Se lo scopo della pubblicità è quello di vendere facendo leva sui nostri desideri, è significativa la perversione che il marketing riesce a raggiungere come specchio della fine del desiderio e la sostituzione di questo con un diritto fondamentale che dovrebbe essere garantito.
“Unemployee of the year” è un/ una disoccupato/a che Benetton premia. L’immagine (quasi una riduzione in scala del Quarto Stato di Pelizza da Volpedo) raffigura un gruppo di giovani, con lo sguardo verso l’alto, e uno di loro, a turno, avanti, che li guida, o se si vuole, che emerge. Ciascuno è accompagnato da una scritta, con nome cognome, nazionalità, età e il lavoro che sogna di fare e che appunto, non fa. Per cui c’è Valentina, italiana, 30 anni “non avvocato” , Fam, senegalese, “non-uomo politico”, Michaela, 29 anni, ceca, “non-fotografa”. Accanto, un claim che denuncia la disoccupazione come se fosse un dato da rivelare e non da risolvere.

Record forniti>
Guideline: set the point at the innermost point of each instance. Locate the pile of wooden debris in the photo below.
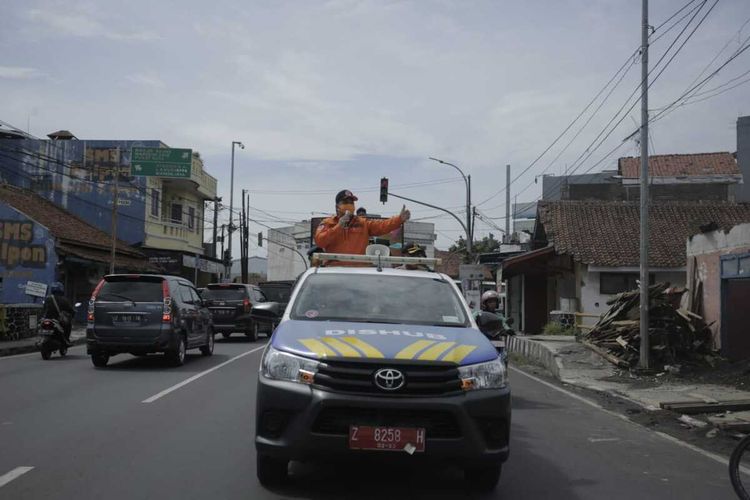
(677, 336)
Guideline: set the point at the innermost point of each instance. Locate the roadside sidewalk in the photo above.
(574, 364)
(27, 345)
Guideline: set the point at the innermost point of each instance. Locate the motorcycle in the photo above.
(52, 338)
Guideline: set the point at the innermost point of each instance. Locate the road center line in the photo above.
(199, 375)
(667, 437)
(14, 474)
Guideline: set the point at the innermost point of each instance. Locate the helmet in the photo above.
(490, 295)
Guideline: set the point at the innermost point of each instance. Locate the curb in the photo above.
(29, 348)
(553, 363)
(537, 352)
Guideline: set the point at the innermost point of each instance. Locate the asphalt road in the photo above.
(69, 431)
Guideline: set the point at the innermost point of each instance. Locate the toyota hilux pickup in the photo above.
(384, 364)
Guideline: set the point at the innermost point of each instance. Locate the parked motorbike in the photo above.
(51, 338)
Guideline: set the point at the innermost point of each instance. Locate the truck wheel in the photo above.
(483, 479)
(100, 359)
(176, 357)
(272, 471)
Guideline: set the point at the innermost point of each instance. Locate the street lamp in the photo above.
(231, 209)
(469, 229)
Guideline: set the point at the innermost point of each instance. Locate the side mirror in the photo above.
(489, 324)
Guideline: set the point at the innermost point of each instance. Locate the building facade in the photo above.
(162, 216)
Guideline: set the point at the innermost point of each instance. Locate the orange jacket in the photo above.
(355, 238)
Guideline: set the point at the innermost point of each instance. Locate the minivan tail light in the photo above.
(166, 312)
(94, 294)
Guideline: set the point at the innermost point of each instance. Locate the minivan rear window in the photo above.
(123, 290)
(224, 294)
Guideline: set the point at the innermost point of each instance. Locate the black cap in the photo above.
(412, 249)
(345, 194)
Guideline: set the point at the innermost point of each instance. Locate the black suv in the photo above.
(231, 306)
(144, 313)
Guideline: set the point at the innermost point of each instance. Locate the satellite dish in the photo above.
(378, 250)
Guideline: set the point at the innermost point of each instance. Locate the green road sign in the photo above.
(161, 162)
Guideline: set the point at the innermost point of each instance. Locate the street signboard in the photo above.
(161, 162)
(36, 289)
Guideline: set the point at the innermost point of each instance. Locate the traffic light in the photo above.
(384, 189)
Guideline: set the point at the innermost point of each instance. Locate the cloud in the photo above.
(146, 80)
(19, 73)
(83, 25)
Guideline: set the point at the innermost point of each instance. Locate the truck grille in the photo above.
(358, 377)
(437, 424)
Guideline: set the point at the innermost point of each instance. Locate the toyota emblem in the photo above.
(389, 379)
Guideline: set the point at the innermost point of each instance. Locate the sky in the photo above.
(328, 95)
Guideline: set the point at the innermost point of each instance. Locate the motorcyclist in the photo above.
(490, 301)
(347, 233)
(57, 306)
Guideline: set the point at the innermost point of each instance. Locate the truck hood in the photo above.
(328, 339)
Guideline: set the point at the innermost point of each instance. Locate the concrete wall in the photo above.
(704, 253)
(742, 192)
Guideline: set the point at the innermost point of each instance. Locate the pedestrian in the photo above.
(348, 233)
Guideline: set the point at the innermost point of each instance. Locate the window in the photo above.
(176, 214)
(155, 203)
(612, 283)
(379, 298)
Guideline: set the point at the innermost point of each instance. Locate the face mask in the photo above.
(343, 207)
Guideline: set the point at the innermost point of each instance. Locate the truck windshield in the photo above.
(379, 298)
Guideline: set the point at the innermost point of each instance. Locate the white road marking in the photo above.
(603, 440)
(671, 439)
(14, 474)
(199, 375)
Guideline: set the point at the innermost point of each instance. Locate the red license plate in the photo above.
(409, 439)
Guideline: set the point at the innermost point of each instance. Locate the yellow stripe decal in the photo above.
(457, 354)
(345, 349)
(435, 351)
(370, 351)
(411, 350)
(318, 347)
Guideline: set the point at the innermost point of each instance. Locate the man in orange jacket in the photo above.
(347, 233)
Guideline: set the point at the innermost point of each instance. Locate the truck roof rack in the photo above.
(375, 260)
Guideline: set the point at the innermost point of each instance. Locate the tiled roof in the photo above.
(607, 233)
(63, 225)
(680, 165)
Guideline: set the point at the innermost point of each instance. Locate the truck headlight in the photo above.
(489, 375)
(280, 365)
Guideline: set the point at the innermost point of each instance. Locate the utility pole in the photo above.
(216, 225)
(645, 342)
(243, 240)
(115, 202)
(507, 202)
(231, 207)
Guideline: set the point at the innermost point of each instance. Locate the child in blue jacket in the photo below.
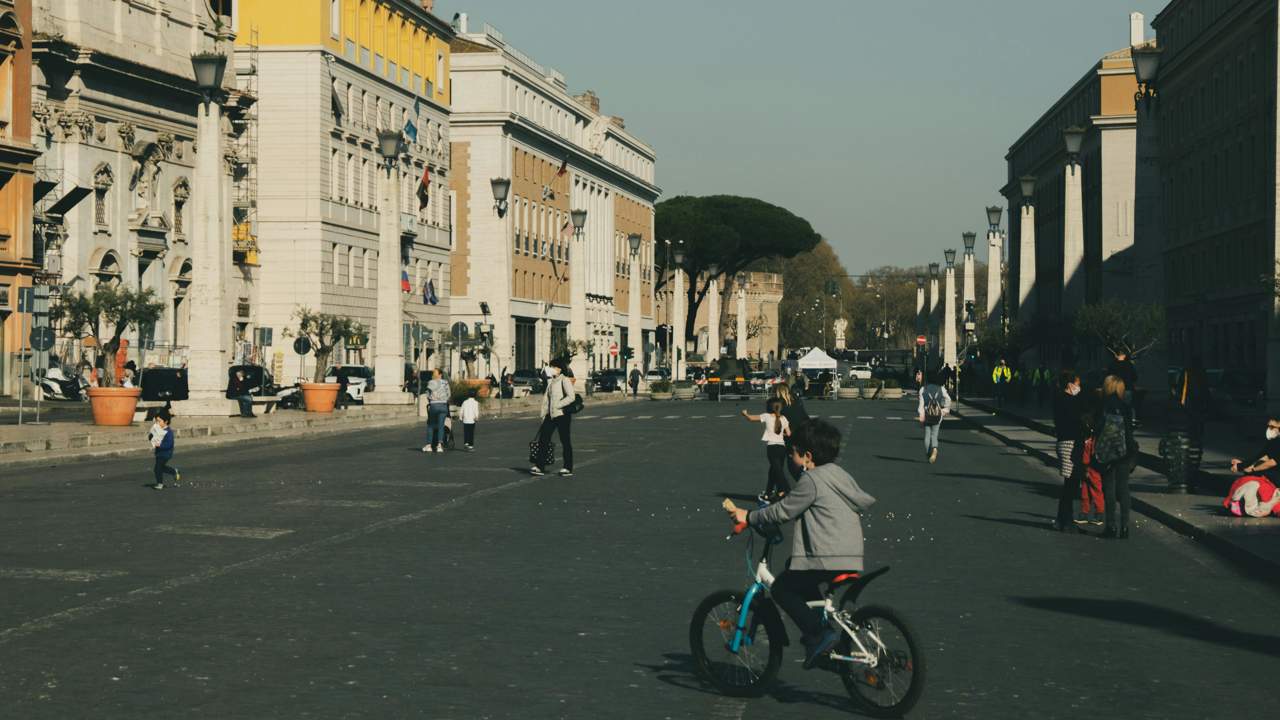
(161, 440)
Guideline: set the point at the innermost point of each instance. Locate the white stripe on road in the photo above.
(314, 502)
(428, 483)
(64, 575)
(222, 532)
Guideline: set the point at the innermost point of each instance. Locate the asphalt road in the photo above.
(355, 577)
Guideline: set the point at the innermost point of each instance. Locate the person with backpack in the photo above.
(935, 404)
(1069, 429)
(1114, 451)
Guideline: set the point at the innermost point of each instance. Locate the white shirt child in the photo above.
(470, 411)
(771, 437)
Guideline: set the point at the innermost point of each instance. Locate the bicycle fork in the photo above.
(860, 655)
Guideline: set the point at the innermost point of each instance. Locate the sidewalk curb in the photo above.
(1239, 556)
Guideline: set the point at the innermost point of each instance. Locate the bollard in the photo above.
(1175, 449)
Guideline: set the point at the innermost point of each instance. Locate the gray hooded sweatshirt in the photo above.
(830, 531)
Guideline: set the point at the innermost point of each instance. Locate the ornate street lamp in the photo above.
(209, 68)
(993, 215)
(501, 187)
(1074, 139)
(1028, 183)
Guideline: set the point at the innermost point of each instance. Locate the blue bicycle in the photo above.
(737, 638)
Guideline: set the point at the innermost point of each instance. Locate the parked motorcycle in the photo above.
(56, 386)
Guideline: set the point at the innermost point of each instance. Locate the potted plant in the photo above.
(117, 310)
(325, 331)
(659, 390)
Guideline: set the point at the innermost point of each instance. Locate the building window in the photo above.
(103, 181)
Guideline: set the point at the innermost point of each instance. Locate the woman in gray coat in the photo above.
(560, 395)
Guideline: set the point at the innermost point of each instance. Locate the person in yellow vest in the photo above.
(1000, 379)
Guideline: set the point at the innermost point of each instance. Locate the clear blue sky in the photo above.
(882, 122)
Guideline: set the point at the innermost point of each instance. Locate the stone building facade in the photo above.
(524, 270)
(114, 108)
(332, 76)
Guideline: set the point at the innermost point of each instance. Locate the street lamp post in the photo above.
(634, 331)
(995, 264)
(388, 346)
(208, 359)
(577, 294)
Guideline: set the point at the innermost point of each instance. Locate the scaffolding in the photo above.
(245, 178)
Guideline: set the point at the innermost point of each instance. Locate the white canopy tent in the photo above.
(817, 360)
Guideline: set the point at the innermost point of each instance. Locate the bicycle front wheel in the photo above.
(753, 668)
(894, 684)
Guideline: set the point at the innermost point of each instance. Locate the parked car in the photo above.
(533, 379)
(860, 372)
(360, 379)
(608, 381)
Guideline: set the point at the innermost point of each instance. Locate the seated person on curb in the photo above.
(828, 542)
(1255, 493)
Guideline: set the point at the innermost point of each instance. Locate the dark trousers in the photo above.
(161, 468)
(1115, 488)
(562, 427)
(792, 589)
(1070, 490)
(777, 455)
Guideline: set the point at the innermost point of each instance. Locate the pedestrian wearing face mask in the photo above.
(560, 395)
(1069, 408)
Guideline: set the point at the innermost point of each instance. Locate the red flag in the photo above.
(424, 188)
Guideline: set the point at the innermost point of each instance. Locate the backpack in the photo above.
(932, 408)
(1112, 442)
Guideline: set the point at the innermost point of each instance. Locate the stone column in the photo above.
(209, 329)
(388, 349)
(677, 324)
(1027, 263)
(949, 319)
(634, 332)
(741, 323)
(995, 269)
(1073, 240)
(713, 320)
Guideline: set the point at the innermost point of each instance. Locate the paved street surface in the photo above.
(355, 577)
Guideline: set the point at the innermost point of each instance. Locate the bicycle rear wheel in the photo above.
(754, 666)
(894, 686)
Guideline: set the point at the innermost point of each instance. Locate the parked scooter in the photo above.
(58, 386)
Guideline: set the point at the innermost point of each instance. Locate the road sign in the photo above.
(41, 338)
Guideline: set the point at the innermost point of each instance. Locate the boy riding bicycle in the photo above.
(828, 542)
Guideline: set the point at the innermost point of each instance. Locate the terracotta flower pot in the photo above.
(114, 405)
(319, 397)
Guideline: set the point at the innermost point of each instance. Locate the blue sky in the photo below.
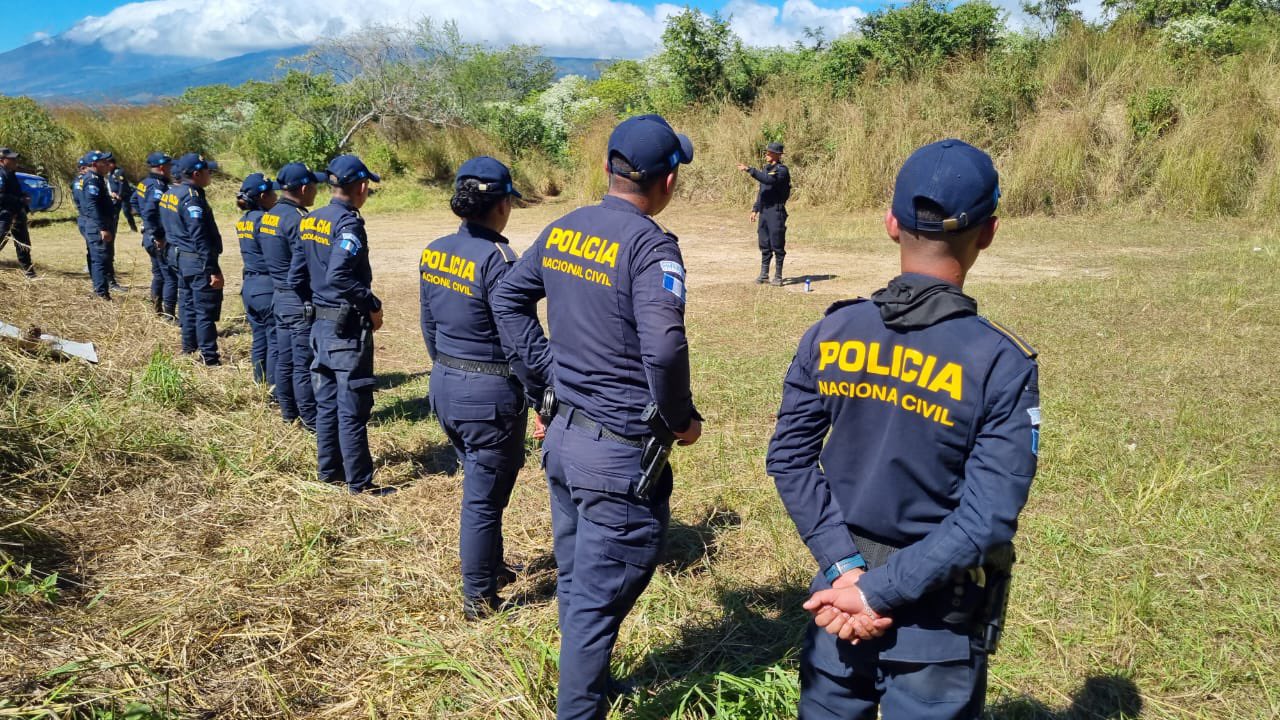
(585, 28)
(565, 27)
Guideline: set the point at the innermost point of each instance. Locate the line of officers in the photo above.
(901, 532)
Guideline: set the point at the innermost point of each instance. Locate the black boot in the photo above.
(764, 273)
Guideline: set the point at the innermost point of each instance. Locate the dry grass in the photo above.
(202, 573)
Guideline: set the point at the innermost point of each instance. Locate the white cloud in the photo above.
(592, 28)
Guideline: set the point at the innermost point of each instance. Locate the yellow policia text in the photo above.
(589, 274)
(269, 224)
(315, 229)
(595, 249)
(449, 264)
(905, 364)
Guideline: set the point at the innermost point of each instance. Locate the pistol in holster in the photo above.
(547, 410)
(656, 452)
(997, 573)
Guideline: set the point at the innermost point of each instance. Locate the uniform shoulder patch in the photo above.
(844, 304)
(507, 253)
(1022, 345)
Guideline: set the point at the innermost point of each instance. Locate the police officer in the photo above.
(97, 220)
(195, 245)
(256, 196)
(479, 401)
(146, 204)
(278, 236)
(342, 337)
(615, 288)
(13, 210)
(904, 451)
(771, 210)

Breve quesito 1> Secondo il testo sulla campagna Benetton, quale dipinto richiama l'immagine pubblicitaria descritta?
Breve quesito 2> Riprenda il testo sulla campagna pubblicitaria di Benetton dal punto in cui si interrompe.
I record provengono da una fonte diversa.

Esito dell'esercizio 1> Il Quarto Stato di Pelizza da Volpedo, di cui l'immagine è quasi una riduzione in scala.

Esito dell'esercizio 2>
La vendita avviene quindi con la vendita del disagio, o meglio della povertà. Così Benetton che si è sempre servita del malessere sociale quest’anno ha lanciato una campagna sulla generazione Neet (dall’inglese ‘Not in Education, Employment or Training’), cioè giovani tra i 18 e i 30 anni, che non studiano e non trovano lavoro, neanche come stage. In Italia sono almeno due milioni. Nella maggior parte dei casi sono le vittime principali di una decomposizione sociale che affonda le radici in un lontano passato, in cui si diceva che bastava darsi da fare per farcela, e era tutta una sfida e una retorica tra vincenti e perdenti. Benetton con la sua campagna ripara la cattiva coscienza, e se la vende anche. Bandisce un concorso (un contest) per premiare l’iniziativa migliore proveniente da un Neet, cioè da un emarginato, disperato, appunto, il cui rifiuto sociale è all’origine dell’incapacità, in buona parte anche psicologica, di muoversi e anche di provare.
Il desiderio evocato coincide quindi con un diritto fondamentale che gli industriali chiedono a gran voce di tutelare sempre meno, cioè il lavoro. Per cui il messaggio è che desidero un lavoro come desidero delle scarpe di pitone o un vestito appunto, che corrisponde anche alla mia dignità di essere umano.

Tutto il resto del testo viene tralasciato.